[TASK DATA]
>>>>
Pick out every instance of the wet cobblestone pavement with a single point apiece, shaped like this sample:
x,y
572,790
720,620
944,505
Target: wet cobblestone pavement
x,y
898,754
<<<<
[THE PROBLEM]
Rewrite the rows above, substituting "brick" for every occurrence of "cobblestone" and leaving everything else unchanged.

[WRITTEN ANSWER]
Pick out every instance of the wet brick pavement with a single point apiece, shaped like this sample:
x,y
572,790
720,620
944,505
Target: wet brick pavement
x,y
898,754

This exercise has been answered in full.